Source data
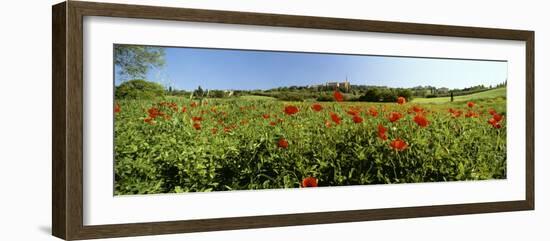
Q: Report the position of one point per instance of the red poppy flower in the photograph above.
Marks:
(117, 108)
(494, 122)
(291, 110)
(401, 100)
(395, 116)
(335, 118)
(353, 112)
(421, 120)
(317, 107)
(417, 109)
(497, 117)
(398, 144)
(455, 113)
(154, 112)
(357, 119)
(148, 120)
(338, 96)
(373, 111)
(470, 114)
(282, 143)
(227, 129)
(382, 132)
(197, 126)
(309, 182)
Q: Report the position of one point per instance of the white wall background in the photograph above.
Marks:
(25, 119)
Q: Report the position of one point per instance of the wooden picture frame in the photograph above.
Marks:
(67, 123)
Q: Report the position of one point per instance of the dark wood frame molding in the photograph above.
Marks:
(67, 121)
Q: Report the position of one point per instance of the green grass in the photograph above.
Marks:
(256, 97)
(490, 94)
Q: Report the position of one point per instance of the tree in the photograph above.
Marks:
(199, 92)
(138, 89)
(134, 61)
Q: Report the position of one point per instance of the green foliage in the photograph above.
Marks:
(133, 61)
(236, 146)
(139, 89)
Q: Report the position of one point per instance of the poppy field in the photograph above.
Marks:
(175, 144)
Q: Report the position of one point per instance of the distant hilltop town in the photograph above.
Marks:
(334, 84)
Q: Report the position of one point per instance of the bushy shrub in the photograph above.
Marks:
(139, 89)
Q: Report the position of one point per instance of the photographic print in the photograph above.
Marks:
(204, 119)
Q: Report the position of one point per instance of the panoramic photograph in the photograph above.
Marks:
(206, 120)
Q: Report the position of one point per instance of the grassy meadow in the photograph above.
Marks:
(178, 144)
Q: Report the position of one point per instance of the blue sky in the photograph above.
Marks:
(187, 68)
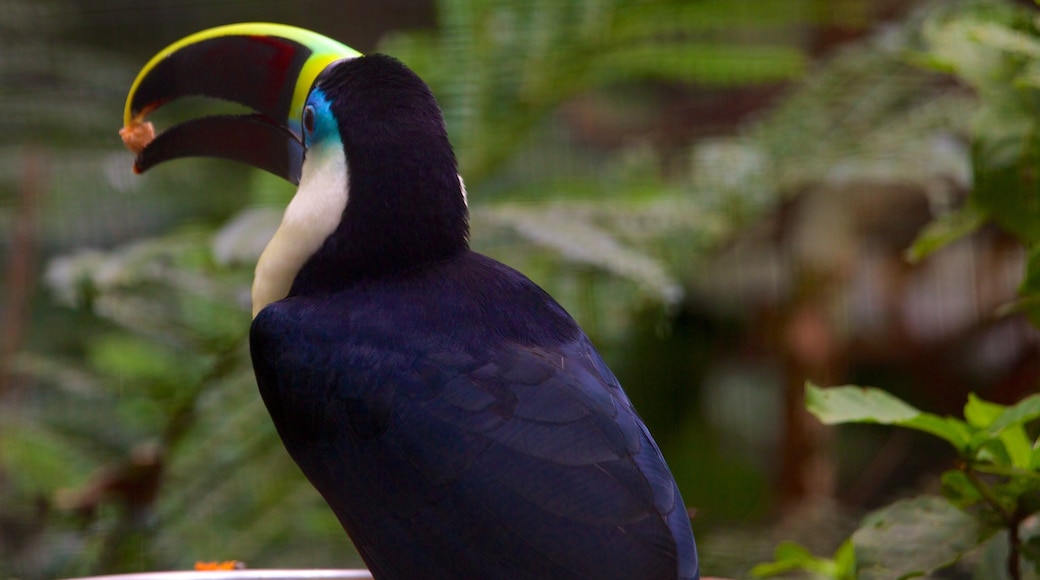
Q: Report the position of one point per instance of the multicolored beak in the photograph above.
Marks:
(268, 68)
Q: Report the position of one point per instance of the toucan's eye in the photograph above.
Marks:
(309, 119)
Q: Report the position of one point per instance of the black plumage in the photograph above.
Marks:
(453, 416)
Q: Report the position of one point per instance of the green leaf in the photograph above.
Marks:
(790, 556)
(981, 414)
(1019, 414)
(913, 537)
(943, 230)
(861, 404)
(845, 560)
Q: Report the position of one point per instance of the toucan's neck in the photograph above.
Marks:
(405, 209)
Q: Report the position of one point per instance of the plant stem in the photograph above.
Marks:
(1011, 520)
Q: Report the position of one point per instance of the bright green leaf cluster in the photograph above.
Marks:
(996, 485)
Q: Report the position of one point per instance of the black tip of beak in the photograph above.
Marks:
(258, 72)
(254, 139)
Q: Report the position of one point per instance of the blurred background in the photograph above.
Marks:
(723, 192)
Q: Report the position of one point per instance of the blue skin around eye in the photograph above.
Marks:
(325, 126)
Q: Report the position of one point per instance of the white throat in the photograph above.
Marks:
(310, 217)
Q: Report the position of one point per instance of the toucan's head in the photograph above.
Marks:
(361, 135)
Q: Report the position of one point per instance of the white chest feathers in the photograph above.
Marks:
(311, 216)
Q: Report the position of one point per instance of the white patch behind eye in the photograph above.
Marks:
(310, 217)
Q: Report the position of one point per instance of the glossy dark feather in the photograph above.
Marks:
(464, 429)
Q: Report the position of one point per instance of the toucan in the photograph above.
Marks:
(457, 420)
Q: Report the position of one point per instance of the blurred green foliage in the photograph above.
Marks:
(140, 443)
(989, 501)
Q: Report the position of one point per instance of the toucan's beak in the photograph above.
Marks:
(268, 68)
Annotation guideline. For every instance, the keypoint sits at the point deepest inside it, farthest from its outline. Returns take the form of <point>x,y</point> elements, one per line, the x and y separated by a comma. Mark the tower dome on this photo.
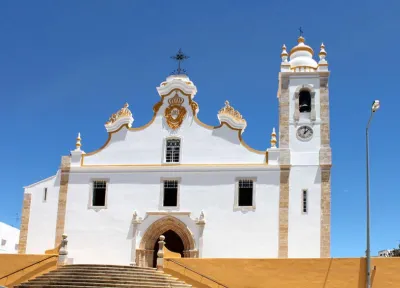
<point>301,57</point>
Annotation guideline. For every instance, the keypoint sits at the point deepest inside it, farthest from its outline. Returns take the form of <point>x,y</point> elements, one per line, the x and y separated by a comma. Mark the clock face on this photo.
<point>305,133</point>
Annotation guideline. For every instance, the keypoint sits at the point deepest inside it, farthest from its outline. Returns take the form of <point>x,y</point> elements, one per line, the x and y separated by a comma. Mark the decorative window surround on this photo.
<point>304,201</point>
<point>91,187</point>
<point>296,114</point>
<point>236,203</point>
<point>161,204</point>
<point>166,152</point>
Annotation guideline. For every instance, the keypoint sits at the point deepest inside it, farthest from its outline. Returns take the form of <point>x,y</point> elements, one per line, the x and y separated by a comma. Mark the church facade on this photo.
<point>201,186</point>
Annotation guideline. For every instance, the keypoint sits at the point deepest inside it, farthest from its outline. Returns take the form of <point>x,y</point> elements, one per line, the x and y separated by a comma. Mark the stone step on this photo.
<point>78,282</point>
<point>102,286</point>
<point>106,266</point>
<point>100,272</point>
<point>109,277</point>
<point>89,279</point>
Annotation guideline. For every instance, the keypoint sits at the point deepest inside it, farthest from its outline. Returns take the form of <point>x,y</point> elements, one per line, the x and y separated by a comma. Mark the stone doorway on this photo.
<point>172,228</point>
<point>173,243</point>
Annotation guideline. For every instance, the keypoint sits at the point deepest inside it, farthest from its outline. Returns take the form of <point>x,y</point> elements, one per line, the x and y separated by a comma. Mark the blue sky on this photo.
<point>65,66</point>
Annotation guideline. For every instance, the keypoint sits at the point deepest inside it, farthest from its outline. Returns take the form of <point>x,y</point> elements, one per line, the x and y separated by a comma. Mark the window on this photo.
<point>245,193</point>
<point>172,150</point>
<point>45,195</point>
<point>170,198</point>
<point>304,201</point>
<point>304,101</point>
<point>99,193</point>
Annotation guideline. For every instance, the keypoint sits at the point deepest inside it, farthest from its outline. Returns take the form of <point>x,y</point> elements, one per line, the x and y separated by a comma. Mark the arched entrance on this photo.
<point>173,243</point>
<point>172,228</point>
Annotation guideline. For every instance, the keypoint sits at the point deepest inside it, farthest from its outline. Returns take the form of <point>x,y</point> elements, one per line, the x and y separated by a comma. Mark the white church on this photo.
<point>225,200</point>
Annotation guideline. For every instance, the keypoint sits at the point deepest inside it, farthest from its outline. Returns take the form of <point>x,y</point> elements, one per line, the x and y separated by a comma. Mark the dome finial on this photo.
<point>273,138</point>
<point>322,52</point>
<point>284,54</point>
<point>78,143</point>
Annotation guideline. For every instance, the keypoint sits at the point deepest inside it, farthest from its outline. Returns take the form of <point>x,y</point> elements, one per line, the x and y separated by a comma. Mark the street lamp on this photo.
<point>374,108</point>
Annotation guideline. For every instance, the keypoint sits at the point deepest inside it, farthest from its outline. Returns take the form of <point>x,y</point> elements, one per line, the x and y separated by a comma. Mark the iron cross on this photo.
<point>301,32</point>
<point>180,57</point>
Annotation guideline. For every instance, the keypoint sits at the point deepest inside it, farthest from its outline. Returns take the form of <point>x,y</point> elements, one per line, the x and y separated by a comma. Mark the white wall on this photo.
<point>11,236</point>
<point>226,234</point>
<point>43,215</point>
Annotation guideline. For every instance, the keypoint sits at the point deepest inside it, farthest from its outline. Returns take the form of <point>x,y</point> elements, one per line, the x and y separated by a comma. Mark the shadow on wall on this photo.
<point>299,273</point>
<point>17,266</point>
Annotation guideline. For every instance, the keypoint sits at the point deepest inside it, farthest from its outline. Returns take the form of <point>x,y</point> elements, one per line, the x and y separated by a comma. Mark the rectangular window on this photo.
<point>245,193</point>
<point>99,193</point>
<point>304,201</point>
<point>172,151</point>
<point>170,193</point>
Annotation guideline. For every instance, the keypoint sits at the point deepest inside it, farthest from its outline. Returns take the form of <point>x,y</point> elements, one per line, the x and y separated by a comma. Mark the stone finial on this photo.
<point>232,117</point>
<point>284,54</point>
<point>322,52</point>
<point>78,143</point>
<point>273,138</point>
<point>63,253</point>
<point>122,117</point>
<point>160,253</point>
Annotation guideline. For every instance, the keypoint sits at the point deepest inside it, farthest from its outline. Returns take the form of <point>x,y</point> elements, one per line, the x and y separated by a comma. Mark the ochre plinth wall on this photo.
<point>10,263</point>
<point>299,273</point>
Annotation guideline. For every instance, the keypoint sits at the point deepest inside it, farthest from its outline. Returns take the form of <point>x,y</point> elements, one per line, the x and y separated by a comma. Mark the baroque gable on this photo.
<point>175,115</point>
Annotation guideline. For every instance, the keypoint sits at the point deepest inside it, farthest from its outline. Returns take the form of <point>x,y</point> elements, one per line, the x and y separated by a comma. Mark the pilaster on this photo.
<point>23,234</point>
<point>62,198</point>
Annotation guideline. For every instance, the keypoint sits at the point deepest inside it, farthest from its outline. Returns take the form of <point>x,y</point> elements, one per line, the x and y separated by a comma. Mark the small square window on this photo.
<point>304,201</point>
<point>245,193</point>
<point>170,198</point>
<point>99,193</point>
<point>172,150</point>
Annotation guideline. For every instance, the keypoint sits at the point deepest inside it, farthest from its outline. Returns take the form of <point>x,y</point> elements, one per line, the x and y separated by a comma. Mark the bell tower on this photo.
<point>305,153</point>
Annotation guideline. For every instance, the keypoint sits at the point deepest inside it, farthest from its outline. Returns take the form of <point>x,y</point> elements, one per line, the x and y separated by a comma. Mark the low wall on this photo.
<point>293,273</point>
<point>10,263</point>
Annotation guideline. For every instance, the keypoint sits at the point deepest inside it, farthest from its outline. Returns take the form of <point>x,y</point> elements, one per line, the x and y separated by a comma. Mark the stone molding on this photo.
<point>284,212</point>
<point>23,235</point>
<point>62,197</point>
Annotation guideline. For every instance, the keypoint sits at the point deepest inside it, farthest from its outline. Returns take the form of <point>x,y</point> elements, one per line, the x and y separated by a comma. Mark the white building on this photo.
<point>9,238</point>
<point>201,186</point>
<point>385,253</point>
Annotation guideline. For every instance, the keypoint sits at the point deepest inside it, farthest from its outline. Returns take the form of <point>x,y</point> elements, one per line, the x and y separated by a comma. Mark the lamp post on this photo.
<point>374,108</point>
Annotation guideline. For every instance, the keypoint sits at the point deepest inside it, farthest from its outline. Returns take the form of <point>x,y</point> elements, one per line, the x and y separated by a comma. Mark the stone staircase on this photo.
<point>83,276</point>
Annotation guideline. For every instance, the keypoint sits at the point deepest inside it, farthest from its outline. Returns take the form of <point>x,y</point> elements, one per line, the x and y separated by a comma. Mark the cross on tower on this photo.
<point>179,57</point>
<point>301,32</point>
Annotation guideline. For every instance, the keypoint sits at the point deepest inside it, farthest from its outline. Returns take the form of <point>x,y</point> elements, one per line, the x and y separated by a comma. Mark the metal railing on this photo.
<point>30,265</point>
<point>202,275</point>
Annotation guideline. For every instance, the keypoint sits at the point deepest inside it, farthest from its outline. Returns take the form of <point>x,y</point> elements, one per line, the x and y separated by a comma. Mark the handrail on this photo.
<point>202,275</point>
<point>37,262</point>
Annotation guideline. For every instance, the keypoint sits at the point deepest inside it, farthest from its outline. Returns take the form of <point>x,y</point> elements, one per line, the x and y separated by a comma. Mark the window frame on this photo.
<point>45,194</point>
<point>178,196</point>
<point>236,206</point>
<point>91,190</point>
<point>164,156</point>
<point>304,191</point>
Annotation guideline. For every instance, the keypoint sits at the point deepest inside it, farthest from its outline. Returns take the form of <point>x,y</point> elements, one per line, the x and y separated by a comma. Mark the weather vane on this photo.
<point>180,57</point>
<point>301,32</point>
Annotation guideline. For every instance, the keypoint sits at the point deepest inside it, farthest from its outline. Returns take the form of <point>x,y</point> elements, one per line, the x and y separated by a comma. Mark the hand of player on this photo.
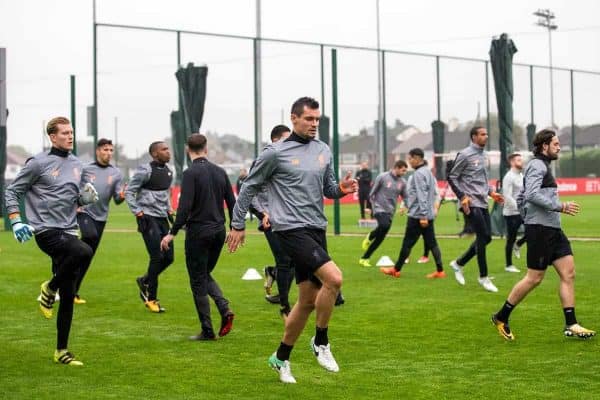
<point>21,231</point>
<point>266,222</point>
<point>142,221</point>
<point>497,197</point>
<point>570,208</point>
<point>235,239</point>
<point>349,184</point>
<point>122,192</point>
<point>436,209</point>
<point>465,204</point>
<point>88,194</point>
<point>166,240</point>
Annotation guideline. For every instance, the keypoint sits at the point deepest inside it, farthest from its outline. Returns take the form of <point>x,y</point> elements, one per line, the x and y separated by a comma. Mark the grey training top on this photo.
<point>151,202</point>
<point>298,172</point>
<point>385,191</point>
<point>50,182</point>
<point>469,177</point>
<point>108,183</point>
<point>538,200</point>
<point>512,183</point>
<point>261,201</point>
<point>421,193</point>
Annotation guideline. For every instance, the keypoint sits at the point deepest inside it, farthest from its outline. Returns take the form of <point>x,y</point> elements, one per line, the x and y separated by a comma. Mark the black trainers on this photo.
<point>143,288</point>
<point>503,328</point>
<point>226,324</point>
<point>272,298</point>
<point>203,336</point>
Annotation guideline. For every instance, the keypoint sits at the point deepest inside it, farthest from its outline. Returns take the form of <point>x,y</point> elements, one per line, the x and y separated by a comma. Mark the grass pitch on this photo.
<point>394,338</point>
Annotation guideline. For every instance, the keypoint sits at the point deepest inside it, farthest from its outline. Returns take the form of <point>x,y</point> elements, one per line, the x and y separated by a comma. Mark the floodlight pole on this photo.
<point>545,17</point>
<point>379,134</point>
<point>335,138</point>
<point>73,107</point>
<point>257,84</point>
<point>94,124</point>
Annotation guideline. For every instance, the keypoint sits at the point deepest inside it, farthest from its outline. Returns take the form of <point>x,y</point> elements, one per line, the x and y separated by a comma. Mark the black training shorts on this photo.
<point>544,245</point>
<point>308,250</point>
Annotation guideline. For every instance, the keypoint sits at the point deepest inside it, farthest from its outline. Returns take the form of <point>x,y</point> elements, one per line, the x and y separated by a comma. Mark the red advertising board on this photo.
<point>566,187</point>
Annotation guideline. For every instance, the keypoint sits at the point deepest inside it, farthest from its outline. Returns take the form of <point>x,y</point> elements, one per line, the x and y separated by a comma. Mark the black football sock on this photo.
<point>321,338</point>
<point>283,352</point>
<point>570,318</point>
<point>505,311</point>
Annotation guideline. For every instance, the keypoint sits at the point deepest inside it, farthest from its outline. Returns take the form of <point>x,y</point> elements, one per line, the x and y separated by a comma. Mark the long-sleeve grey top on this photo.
<point>469,176</point>
<point>512,183</point>
<point>299,173</point>
<point>50,183</point>
<point>385,191</point>
<point>148,191</point>
<point>538,200</point>
<point>421,193</point>
<point>108,181</point>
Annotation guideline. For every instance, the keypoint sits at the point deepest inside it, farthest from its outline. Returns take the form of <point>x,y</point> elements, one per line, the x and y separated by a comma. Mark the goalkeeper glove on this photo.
<point>88,195</point>
<point>22,232</point>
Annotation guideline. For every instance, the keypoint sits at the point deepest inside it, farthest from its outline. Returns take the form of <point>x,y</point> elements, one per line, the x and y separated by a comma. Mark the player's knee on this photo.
<point>334,281</point>
<point>534,279</point>
<point>568,275</point>
<point>167,258</point>
<point>84,252</point>
<point>306,305</point>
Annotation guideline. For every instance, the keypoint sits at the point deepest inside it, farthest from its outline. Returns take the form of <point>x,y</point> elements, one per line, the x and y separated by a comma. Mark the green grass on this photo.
<point>394,338</point>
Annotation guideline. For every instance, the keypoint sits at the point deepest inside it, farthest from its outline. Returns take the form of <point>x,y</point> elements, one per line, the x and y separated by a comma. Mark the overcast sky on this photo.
<point>48,40</point>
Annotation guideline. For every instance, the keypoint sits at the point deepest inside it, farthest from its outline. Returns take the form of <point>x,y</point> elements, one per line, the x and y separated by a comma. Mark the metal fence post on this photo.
<point>335,139</point>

- What you will do: Across the entries, how many lines hold the word "beak"? Say only the number.

- Response to the task: 3